### Prompt
Copy out every entry, keeping each character the same.

### Data excerpts

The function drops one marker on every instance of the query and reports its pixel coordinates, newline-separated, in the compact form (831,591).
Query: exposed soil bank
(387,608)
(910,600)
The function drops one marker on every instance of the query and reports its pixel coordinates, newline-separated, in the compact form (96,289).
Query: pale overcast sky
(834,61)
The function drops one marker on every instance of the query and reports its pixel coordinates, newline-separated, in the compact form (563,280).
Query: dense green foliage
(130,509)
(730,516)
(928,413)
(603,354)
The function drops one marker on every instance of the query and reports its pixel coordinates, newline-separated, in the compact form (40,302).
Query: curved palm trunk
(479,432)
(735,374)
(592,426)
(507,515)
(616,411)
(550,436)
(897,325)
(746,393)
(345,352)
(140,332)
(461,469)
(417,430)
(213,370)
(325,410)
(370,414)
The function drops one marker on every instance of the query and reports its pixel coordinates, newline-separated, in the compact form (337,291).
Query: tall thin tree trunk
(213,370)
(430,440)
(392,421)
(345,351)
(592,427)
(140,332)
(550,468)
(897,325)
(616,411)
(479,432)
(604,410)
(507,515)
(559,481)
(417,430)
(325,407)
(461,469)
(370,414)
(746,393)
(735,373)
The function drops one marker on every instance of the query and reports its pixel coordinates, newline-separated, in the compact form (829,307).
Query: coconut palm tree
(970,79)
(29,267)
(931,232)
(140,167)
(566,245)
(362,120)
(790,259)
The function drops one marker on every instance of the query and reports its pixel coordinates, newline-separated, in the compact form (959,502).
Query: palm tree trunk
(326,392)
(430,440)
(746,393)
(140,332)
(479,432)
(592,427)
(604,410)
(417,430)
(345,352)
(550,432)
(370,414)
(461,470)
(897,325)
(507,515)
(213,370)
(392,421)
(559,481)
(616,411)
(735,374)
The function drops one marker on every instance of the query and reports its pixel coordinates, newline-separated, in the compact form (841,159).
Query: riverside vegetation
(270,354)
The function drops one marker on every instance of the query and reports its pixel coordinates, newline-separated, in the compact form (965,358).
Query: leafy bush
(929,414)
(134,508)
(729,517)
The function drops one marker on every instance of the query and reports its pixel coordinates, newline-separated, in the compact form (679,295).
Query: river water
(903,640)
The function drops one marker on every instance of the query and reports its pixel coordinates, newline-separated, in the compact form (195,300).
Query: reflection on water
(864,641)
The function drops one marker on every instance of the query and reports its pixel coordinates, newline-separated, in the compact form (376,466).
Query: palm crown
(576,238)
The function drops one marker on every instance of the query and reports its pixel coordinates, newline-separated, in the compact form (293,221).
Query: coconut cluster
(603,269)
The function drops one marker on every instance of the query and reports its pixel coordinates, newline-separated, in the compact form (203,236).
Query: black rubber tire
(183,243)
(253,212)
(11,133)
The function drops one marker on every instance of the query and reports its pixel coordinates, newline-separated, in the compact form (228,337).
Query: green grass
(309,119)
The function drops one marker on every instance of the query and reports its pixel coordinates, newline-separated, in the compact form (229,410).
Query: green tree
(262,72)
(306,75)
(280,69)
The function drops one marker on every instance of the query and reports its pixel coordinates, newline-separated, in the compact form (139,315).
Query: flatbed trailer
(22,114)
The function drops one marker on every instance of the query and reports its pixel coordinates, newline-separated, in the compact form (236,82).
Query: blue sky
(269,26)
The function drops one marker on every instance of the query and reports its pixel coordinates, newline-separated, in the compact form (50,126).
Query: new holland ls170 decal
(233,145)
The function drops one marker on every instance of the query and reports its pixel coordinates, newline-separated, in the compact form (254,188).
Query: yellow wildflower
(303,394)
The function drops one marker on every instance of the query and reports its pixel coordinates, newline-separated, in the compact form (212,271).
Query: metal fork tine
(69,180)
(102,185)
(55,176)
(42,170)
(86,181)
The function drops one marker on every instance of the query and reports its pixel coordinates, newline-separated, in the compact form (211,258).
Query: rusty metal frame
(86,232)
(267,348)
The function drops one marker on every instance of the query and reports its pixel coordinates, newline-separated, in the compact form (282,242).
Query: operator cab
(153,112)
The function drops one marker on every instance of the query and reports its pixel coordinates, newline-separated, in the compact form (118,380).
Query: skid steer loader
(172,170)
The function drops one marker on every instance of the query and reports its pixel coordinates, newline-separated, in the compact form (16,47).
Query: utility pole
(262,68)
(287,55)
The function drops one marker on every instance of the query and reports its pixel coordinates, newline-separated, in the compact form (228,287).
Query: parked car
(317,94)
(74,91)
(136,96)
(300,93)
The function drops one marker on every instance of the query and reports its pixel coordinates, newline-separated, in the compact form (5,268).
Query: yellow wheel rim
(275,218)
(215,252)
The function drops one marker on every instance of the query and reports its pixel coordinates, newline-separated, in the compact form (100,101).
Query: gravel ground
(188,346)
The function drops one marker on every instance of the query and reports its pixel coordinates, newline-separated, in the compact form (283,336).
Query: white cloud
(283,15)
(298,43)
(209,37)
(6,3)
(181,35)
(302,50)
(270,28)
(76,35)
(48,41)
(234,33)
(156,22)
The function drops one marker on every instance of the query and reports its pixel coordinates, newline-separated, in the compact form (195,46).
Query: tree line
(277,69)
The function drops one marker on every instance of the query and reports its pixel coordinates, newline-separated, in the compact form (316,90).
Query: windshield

### Answer to the exercise
The function drops one marker on every instance of the query and reports its pixel coordinates, newline-separated, in the compact form (831,591).
Query: exposed soil bank
(387,608)
(910,600)
The function drops one marker on every instance of the query and reports its pixel coordinates, newline-separated, in the compact form (96,289).
Query: pale overcast sky
(834,61)
The function drops one marker on every instance of the query and reports its pixel coordinates, newline-separated, in the compact form (563,280).
Query: dense green foliage
(130,509)
(730,516)
(928,413)
(603,354)
The function drops one marker on every instance of the query and reports its pixel coordinates, newline-separated, in the compact form (40,302).
Query: curved palm trunk
(479,432)
(735,374)
(592,426)
(507,515)
(616,411)
(550,436)
(897,325)
(746,393)
(345,352)
(140,332)
(461,469)
(417,430)
(213,370)
(325,410)
(370,414)
The function drops one marker on every instance of the query and reports its pixel coordinates, newline-separated, in the compact form (337,291).
Query: tall thin tree trunk
(213,370)
(430,440)
(392,421)
(345,351)
(592,427)
(140,332)
(550,468)
(897,325)
(616,411)
(479,432)
(604,410)
(507,515)
(559,481)
(417,430)
(325,407)
(461,469)
(370,414)
(746,393)
(735,373)
The function drops one marker on every instance of the query and reports its pixel coordinates, newline-separated, in the compact form (829,307).
Query: coconut palm tree
(970,79)
(29,267)
(931,232)
(140,167)
(566,245)
(362,120)
(790,259)
The function drops one marker on every instance of the query and reports its pixel coordinates, newline-separated, in the compact form (959,502).
Query: palm tree trunk
(326,392)
(430,440)
(746,393)
(140,332)
(479,432)
(592,427)
(604,410)
(417,430)
(345,352)
(550,432)
(370,414)
(461,470)
(897,325)
(507,515)
(213,370)
(392,421)
(559,481)
(616,411)
(735,374)
The function drops one marker on every instance of the query and reports its pixel coordinates, newline-separated, in the compact form (841,159).
Query: riverside vegetation
(270,354)
The function drops one marker on every instance of the query and reports its pixel coordinates, newline-separated, in the compact form (965,358).
Query: leafy bush
(929,414)
(134,508)
(729,517)
The function drops one marker on every instance of the query and reports its pixel coordinates, newline-separated, in the compact form (679,295).
Query: river water
(903,640)
The function drops one marker on every instance of the query and reports its pixel coordinates, newline-separated, in the compact form (195,300).
Query: reflection on water
(864,641)
The function drops one marker on every instance of the query and reports its pixel coordinates, newline-separated, in the compact form (376,466).
Query: palm crown
(576,238)
The function drops one marker on every instance of the query and reports its pixel coordinates, newline-separated, in the compact form (293,221).
Query: coconut cluster
(603,269)
The function drops one marker on every instance of the query and reports its pixel coordinates, newline-separated, in the compact form (203,236).
Query: black rubber tire
(183,243)
(253,212)
(11,133)
The function drops one marker on every instance of the query and reports its pixel coordinates, newline-separated, in the compact form (228,337).
Query: green grass
(309,119)
The function drops one marker on every instance of the query and reports its pixel coordinates, newline-separated, in the compact form (229,410).
Query: green tree
(262,72)
(306,75)
(280,69)
The function drops one marker on every instance of the query and reports its pixel coordinates, newline-separated, in the compact form (139,315).
Query: flatbed trailer
(22,114)
The function drops one marker on every instance of the query and reports its pixel coordinates, newline-separated, in the compact form (236,82).
Query: blue sky
(269,26)
The function drops one marker on every instance of the query and reports its pixel coordinates, newline-separated, in the compact form (50,126).
Query: new holland ls170 decal
(233,145)
The function drops one marker on every instance of the query and reports its pixel coordinates, newline-separated, in the compact form (254,188).
Query: yellow wildflower
(303,394)
The function drops one marker on every instance of the query and reports its pixel coordinates, newline-separated, in the compact form (212,271).
Query: metal fork tine
(69,180)
(102,185)
(55,176)
(42,170)
(86,181)
The function drops one marker on every instance of the query and reports its pixel coordinates, newline-separated, in the compact form (211,258).
Query: rusty metal frame
(86,232)
(267,348)
The function drops one marker on every instance of the query and reports its pixel coordinates, newline-separated, in the compact form (282,242).
Query: operator cab
(153,112)
The function drops one marker on every instance of the query and reports its pixel coordinates, newline-separated, in the compact form (118,380).
Query: skid steer loader
(172,170)
The function drops one marker on every instance of the query and reports its pixel coordinates, newline-separated, in the compact form (16,47).
Query: utility pole
(262,68)
(287,55)
The function drops one marker on every instance of the query and reports its pixel coordinates, newline-separated, in the compact form (228,287).
Query: parked car
(317,94)
(74,91)
(136,96)
(300,93)
The function drops one marker on every instance of the query and reports its pixel coordinates, newline-separated, in the compact form (5,268).
Query: yellow wheel rim
(275,218)
(215,252)
The function drops one marker on every instance of the query and reports its pixel coordinates, newline-separated, in the compact form (100,101).
Query: gravel ground
(188,346)
The function drops one marker on every instance of the query and reports its pixel coordinates, newline-separated, in the compact form (283,336).
Query: white cloud
(283,15)
(298,43)
(209,37)
(6,3)
(181,35)
(302,50)
(270,28)
(76,35)
(48,41)
(234,33)
(156,22)
The function drops one marker on every instance of the query and reports its pixel coordinates, newline-separated, in the compact form (195,46).
Query: tree line
(277,69)
The function drops one marker on every instance of the query and reports its pixel coordinates, newline-separated, in the compact form (316,90).
Query: windshield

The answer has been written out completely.